EXERCISE REQUIREMENTS
Here are the records. Print them all exactly.

SOURCE RECORDS: Begin

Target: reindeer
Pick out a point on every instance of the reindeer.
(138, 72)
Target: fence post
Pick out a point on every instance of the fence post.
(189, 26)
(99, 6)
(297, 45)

SOURCE RECORDS: End

EXERCISE RESPONSE
Target: reindeer
Pick out a point on every instance of the reindeer.
(138, 72)
Target: fence post
Pick out a point on every instance of the fence post.
(189, 26)
(99, 6)
(297, 45)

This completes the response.